Working data section start
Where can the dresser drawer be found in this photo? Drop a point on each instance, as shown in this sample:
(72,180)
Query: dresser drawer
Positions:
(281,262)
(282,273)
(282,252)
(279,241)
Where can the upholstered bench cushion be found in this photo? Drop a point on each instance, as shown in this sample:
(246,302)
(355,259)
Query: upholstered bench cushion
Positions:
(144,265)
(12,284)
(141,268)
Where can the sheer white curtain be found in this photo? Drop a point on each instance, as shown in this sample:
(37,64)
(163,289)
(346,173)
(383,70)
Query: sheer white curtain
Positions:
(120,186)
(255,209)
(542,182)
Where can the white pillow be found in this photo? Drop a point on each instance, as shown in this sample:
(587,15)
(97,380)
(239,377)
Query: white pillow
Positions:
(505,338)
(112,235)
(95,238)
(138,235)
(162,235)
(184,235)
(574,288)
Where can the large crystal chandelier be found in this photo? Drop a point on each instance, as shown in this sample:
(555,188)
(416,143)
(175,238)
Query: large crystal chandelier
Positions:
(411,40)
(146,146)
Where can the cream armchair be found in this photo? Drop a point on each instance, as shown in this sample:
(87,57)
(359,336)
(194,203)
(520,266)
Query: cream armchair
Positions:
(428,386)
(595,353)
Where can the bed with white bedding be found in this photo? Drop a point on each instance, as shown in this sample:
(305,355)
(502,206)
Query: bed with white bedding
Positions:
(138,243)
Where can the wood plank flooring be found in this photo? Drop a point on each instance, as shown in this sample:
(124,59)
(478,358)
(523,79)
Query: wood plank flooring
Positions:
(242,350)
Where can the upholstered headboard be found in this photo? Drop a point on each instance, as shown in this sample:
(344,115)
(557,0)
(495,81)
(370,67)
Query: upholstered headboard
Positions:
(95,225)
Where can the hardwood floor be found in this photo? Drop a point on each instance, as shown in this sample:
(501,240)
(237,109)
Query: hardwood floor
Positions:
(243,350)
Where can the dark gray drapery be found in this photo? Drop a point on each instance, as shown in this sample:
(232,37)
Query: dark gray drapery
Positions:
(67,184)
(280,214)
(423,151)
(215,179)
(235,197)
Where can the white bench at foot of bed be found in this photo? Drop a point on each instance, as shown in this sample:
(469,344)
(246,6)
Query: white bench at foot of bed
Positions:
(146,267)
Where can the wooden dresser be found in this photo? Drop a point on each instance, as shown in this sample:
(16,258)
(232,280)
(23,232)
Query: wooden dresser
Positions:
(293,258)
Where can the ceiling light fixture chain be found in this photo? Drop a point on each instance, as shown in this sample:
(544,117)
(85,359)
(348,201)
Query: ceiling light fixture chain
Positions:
Working data section end
> [Instructions for the task]
The lines from the one containing "Query: upholstered headboard" through the last line of the records are the answer; set them down exactly and add nothing.

> [Reply]
Query: upholstered headboard
Positions:
(95,225)
Where can the hardwood floor be found in this photo? Drop a point on each instance, as shown in this sample:
(501,240)
(237,109)
Query: hardwood floor
Positions:
(243,350)
Where can the dark gray drapery be found in this photo? Drop a point on each instance, as shown in this sample:
(232,37)
Query: dark gray drapery
Positions:
(67,184)
(280,214)
(423,151)
(215,179)
(235,197)
Where can the white bench at foot of bed be found in this photo? Drop a point on each instance, as shown in this sample:
(469,344)
(246,6)
Query: white bench at foot of bed
Positions:
(146,267)
Where can the wooden dresser be found in this photo? Drop a point on each instance, as shown in this sample:
(16,258)
(232,280)
(23,232)
Query: wooden dresser
Positions:
(293,258)
Where can the ceiling light fixture chain be found in this photo? Drop a point on each instance, as shown in this sample:
(544,117)
(85,359)
(348,201)
Query: ceiling light fixture chain
Positions:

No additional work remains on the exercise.